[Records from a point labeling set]
----

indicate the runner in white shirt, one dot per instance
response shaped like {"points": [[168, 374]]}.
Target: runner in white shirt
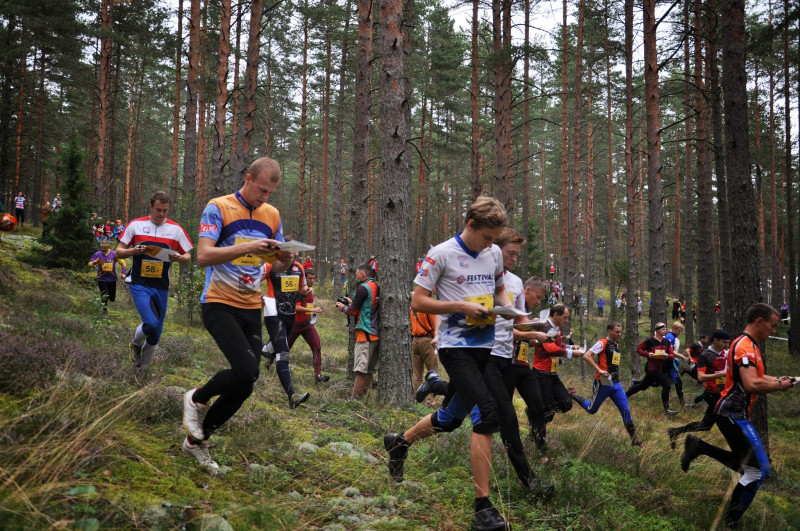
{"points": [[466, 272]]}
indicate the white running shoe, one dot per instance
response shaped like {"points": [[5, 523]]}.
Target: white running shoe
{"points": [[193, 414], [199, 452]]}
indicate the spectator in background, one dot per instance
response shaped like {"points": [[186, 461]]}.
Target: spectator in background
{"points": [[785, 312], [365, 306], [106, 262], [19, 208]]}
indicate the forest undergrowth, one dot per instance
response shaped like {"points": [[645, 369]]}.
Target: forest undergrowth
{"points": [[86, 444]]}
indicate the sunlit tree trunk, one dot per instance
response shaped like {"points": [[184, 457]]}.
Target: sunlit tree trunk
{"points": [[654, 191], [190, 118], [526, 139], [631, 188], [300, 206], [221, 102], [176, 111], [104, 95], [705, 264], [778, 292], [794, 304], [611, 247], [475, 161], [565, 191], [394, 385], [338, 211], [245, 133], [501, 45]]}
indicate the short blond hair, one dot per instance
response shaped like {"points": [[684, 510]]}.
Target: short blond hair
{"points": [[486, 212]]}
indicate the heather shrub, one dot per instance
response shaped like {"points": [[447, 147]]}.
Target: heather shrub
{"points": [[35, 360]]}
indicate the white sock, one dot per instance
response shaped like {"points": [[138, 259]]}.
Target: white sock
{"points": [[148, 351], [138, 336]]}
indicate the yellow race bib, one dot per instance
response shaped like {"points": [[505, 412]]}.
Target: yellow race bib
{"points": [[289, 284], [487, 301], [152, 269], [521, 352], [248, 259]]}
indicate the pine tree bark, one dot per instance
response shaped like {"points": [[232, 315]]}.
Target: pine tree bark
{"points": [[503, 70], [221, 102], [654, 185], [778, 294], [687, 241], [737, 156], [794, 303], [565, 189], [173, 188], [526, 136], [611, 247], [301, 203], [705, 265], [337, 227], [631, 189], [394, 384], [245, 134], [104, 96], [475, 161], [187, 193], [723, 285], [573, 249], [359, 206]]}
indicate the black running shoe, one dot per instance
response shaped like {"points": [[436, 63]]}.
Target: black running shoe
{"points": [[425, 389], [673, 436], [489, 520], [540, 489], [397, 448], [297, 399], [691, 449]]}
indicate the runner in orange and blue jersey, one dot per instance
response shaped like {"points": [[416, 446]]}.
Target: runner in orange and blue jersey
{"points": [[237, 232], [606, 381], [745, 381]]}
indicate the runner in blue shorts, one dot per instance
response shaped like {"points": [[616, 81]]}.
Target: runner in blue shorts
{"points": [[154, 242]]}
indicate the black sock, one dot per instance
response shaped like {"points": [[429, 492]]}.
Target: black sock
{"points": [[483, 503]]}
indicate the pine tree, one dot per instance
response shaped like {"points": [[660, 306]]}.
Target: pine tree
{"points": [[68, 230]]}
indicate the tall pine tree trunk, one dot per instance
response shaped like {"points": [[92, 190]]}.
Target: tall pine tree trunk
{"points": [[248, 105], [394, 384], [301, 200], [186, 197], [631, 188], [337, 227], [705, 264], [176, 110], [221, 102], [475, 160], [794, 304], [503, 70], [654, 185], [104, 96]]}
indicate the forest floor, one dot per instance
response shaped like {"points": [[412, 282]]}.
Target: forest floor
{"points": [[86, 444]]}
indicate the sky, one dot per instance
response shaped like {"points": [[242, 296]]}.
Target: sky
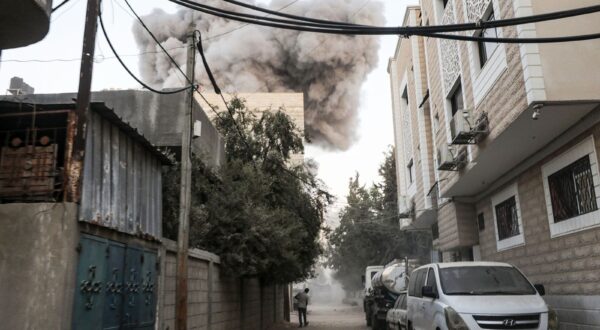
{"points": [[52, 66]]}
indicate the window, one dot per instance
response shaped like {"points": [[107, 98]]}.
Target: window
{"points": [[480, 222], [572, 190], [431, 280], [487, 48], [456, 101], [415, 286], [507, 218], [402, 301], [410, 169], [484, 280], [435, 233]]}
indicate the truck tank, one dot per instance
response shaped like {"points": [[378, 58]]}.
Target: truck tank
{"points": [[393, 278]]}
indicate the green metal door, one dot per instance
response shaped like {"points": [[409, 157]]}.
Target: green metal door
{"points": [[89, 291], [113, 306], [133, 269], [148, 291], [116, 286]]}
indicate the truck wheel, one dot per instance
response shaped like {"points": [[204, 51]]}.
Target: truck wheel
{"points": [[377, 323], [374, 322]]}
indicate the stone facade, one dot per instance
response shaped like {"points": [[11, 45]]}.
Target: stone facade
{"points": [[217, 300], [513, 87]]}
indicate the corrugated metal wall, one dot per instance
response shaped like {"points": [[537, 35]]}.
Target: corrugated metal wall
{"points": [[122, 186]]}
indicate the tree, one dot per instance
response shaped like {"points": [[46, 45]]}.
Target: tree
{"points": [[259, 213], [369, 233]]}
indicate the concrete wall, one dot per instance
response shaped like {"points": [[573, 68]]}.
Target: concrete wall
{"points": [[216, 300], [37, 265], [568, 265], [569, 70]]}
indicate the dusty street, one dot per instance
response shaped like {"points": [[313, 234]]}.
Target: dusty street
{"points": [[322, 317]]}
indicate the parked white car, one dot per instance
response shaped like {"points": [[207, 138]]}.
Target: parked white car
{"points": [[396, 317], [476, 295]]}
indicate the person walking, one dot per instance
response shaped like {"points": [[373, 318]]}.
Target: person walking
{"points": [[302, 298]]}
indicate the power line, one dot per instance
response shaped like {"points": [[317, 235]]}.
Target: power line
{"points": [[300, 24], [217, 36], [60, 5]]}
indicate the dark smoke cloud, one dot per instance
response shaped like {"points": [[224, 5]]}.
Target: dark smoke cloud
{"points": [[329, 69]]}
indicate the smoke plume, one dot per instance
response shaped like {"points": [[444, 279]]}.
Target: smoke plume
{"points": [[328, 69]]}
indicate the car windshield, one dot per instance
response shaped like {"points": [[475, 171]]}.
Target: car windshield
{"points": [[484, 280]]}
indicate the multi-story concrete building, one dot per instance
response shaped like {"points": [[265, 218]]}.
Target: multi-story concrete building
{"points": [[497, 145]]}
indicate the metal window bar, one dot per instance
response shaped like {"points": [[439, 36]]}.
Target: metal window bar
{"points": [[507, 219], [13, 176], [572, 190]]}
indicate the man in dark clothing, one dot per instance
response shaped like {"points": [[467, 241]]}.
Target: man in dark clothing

----

[Exercise requirements]
Set the entries down again exactly. Do not include the images.

[Final result]
indicate the runner in white shirt, one dot per instance
response shaped like {"points": [[168, 374]]}.
Target: runner in white shirt
{"points": [[466, 272]]}
indicate the white running shoe, one dot per instance
response shaped like {"points": [[5, 523]]}.
Target: white running shoe
{"points": [[193, 414], [199, 452]]}
indicate the spectator in background, one dot per instance
response shaped like {"points": [[186, 461]]}.
Target: spectator in background
{"points": [[785, 312], [365, 306], [106, 262], [19, 208]]}
indicate the forest undergrowth, one dot per instance
response shaped like {"points": [[645, 369]]}.
Target: forest undergrowth
{"points": [[86, 444]]}
indicate the sunlit tree trunk, one dot per instance
response shaped like {"points": [[184, 457]]}.
Target: sunlit tree trunk
{"points": [[654, 191], [190, 118], [526, 139], [631, 188], [300, 206], [221, 102], [176, 111], [104, 95], [705, 264], [778, 292], [794, 304], [611, 247], [475, 161], [565, 191], [394, 385], [338, 211], [245, 133], [501, 45]]}
indicate the short blond hair, one dot per instance
response shaped like {"points": [[684, 510]]}.
Target: short blond hair
{"points": [[486, 212]]}
indicate the heather shrub, one dot per instance
response shaped like {"points": [[447, 147]]}.
Target: heather shrub
{"points": [[35, 360]]}
indicate the white sock, one dot per instance
response shaped like {"points": [[138, 259]]}.
Target: white sock
{"points": [[148, 351], [138, 336]]}
indicate the yellow race bib, one dot per instance
response shaped like {"points": [[505, 412]]}.
Target: yellow race bib
{"points": [[289, 284], [487, 301], [152, 269], [521, 352], [248, 259]]}
indicate the pine tree bark, one dot per instance
response shaped like {"points": [[232, 315]]}.
Target: pine tree bark
{"points": [[503, 70], [221, 102], [654, 185], [778, 294], [687, 241], [737, 156], [794, 303], [565, 189], [173, 188], [526, 136], [611, 247], [301, 203], [705, 265], [337, 227], [631, 189], [394, 384], [245, 134], [104, 96], [475, 161], [187, 193], [723, 285], [573, 249], [359, 206]]}
indicate the black running shoe, one dot per instance
response shaped like {"points": [[436, 63]]}.
Target: black running shoe
{"points": [[425, 389], [673, 436], [489, 520], [540, 489], [397, 448], [297, 399], [691, 449]]}
indicate the runner in orange and blue jersey, one dot per instance
response shaped like {"points": [[416, 446]]}.
Target: runner in orange and blue jersey
{"points": [[237, 232], [606, 381], [745, 381]]}
indicate the runner in blue shorts, one dot per instance
response shaped like {"points": [[616, 81]]}.
Target: runner in blue shorts
{"points": [[154, 242]]}
indicate the black sock, one dot per instance
response shaped like {"points": [[429, 492]]}.
Target: black sock
{"points": [[483, 503]]}
indicate the pine tree, one dot per instance
response shaped like {"points": [[660, 306]]}.
Target: pine tree
{"points": [[68, 230]]}
indicate the tall pine tree trunk, one dot per instance
response shaped like {"points": [[92, 190]]}.
Target: tall pine tree trunk
{"points": [[248, 105], [394, 384], [301, 200], [186, 197], [631, 188], [337, 227], [705, 264], [176, 110], [221, 102], [475, 160], [794, 304], [503, 70], [654, 185], [104, 96]]}
indicate the forest floor, one dot per instance
response shaped like {"points": [[412, 282]]}.
Target: forest floor
{"points": [[86, 444]]}
indicate the sky, one dot per instance
response shaped like {"points": [[242, 296]]}.
Target: sky
{"points": [[52, 66]]}
indicate the window, one dot per instance
response shaped like {"points": [[107, 98]]}.
Target: window
{"points": [[480, 222], [572, 190], [431, 280], [487, 48], [456, 101], [415, 286], [507, 218], [402, 301], [410, 169], [484, 280], [435, 233]]}
indicate the truck tank, one dot per instance
response shaped like {"points": [[378, 58]]}.
Target: truck tank
{"points": [[393, 278]]}
indicate the green metal door, one dot per instance
response shaped like {"points": [[409, 157]]}.
Target: green metal door
{"points": [[89, 291], [113, 306], [133, 269], [148, 291], [116, 286]]}
indicate the truck wheel, one dot per instance
response shaped like {"points": [[204, 51]]}.
Target: truck wheel
{"points": [[377, 323], [374, 322]]}
indicate the stone facade, one dot per instance
response shaped like {"points": [[11, 45]]}.
Target: stone facade
{"points": [[217, 300], [513, 87]]}
indicate the corrugated metal wall, one dot per instance
response shaped like {"points": [[537, 35]]}.
Target: corrugated metal wall
{"points": [[122, 186]]}
indicate the tree, one dot per instance
response shaped like {"points": [[46, 45]]}.
Target: tree
{"points": [[259, 213], [369, 233]]}
indicate the concrete wall, one dot per instance
response shaped like {"points": [[573, 68]]}.
Target: concrete wall
{"points": [[216, 300], [37, 265], [568, 265], [569, 70]]}
indicate the dusty street, one dot per instance
response shaped like {"points": [[313, 234]]}.
Target: dusty street
{"points": [[322, 317]]}
indicate the parked white car, one dot per instance
response shaped like {"points": [[207, 138]]}.
Target: parked white car
{"points": [[396, 317], [476, 295]]}
indicate the person walking, one dot per instance
response shaped like {"points": [[373, 318]]}.
Target: person walking
{"points": [[302, 298]]}
indicate the power line, one dot per instance
response shaped like {"points": [[317, 235]]}.
Target: power line
{"points": [[300, 24], [217, 36], [60, 5]]}
indicate the dark smoke cloud, one dot per instance
response shaped like {"points": [[224, 5]]}.
Target: dark smoke cloud
{"points": [[329, 69]]}
indicate the smoke plume, one dot per instance
response shaped like {"points": [[444, 279]]}.
Target: smoke plume
{"points": [[328, 69]]}
indicate the car windshield, one dot per instance
response shaped like {"points": [[475, 171]]}.
Target: car windshield
{"points": [[484, 280]]}
indicate the multi-story concrete building, one dot per instance
response shaped like {"points": [[265, 218]]}.
Target: multi-story concrete building
{"points": [[497, 145]]}
indicate the metal window bar, one dot per instance
response shaped like {"points": [[439, 36]]}.
Target: metal window bar
{"points": [[507, 219], [13, 176], [572, 190]]}
indicate the man in dark clothing, one dot per instance
response shaped like {"points": [[467, 241]]}.
Target: man in dark clothing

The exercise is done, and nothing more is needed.